Opdracht:
Citeer uit de forumdiscussie over map en bestand woordelijk alles vanaf "## Brownpaperbag" tot en met "vertalen met _map_.".

Bron:
--*--

# map vs. bestand



## ThomasK

Kan iemand mij zeggen of beide in computertaal hetzelfde betekenen? Of is de een een deel van de ander? Ik zeg altijd 'adressenbestand', maar ik vind ook 'adressenmap'. 

Het gaat om bv. _un fichier_ in het Frans. 

Dank!


----------



## Brownpaperbag

Hoi,

Ik ben geen expert, maar volgens mij is een _bestand_ een document of een foto etcetera die je opslaat als Word, Powerpoint, JPG etc. Deze _bestanden_ kun je vervolgens opslaan in een _map_.

Een _fichier_ zou ik vertalen met _map_.

Brown


----------



## ThomasK

Well, Mr/Ms Brown, dat lijkt mij een heel goed vertrekpunt. U zou gelijk kunnen hebben! 

Dan zou een _adressenbestand_ alvast logisch zijn als we alle adressen als gegevens bekijken (terwijl een -map lijkt te impliceren dat de adressen zelf bestanden zijn...). 

Dank !


----------



## Suehil

In het Engels is een bestand 'a file' en een map 'a directory'.  Een bestand vind je in een map.  
Volgens mij is 'addressenbestand' een woord dat ouder is dan computers.


----------



## Joannes

Brownpaperbag heeft gelijk over het verschil tussen *map* en *bestand* in computertaal. Maar in Franse computertaal komt *un fichier* overeen met *een bestand* in het Nederlands. 'Een map' is *un répertoire* (of *un dossier* op Mac).



Suehil said:


> Volgens mij is 'addressenbestand' een woord dat ouder is dan computers.

--*--

Ruwe gegevens:
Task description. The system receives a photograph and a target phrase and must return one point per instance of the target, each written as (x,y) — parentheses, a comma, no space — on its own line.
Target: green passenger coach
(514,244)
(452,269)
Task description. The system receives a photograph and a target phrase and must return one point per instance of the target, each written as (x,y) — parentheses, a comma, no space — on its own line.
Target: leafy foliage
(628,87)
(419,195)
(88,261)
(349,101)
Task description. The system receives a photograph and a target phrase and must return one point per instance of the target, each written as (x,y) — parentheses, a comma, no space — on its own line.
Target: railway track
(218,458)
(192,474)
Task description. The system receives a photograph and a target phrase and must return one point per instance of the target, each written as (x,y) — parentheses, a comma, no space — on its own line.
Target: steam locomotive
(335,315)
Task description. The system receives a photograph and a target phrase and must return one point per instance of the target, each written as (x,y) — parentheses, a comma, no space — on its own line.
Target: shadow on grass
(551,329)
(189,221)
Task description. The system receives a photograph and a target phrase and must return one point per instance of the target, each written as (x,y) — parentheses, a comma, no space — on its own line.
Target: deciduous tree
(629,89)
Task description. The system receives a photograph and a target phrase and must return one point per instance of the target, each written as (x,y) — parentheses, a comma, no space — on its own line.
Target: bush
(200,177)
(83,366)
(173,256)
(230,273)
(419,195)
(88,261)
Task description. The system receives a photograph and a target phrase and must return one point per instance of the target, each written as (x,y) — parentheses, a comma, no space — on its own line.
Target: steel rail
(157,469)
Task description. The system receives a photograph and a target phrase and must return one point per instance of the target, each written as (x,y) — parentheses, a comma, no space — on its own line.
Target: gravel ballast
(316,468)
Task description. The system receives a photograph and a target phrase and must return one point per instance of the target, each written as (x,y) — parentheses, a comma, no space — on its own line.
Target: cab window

--*--

Antwoord:
## Brownpaperbag

Hoi,

Ik ben geen expert, maar volgens mij is een _bestand_ een document of een foto etcetera die je opslaat als Word, Powerpoint, JPG etc. Deze _bestanden_ kun je vervolgens opslaan in een _map_.

Een _fichier_ zou ik vertalen met _map_.